**REQUIREMENTS**
Turn every line of the items below into a numbered list, skipping any blank lines. Leave the pictures out of your answer.

**DATA FOR PROCESSING**
----------

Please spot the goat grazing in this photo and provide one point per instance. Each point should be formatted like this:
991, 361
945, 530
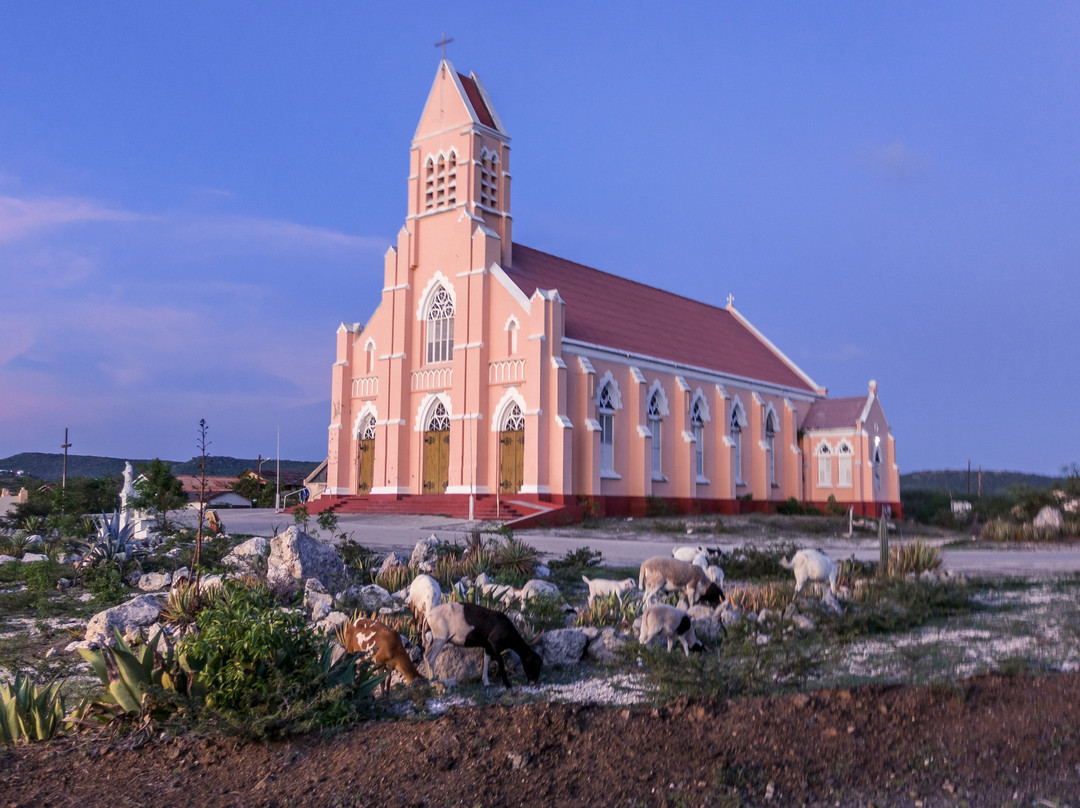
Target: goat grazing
813, 566
671, 575
690, 553
469, 625
423, 595
381, 645
604, 587
669, 622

----------

**RESPONSE TO THE TASK**
1. Please spot the goat grazing in this photo and provide one point per instance. Each point should be formatted like this:
2. 991, 361
3. 945, 530
4. Target: goat grazing
5. 813, 566
6. 671, 575
7. 690, 553
8. 469, 625
9. 423, 595
10. 381, 645
11. 604, 587
12. 669, 622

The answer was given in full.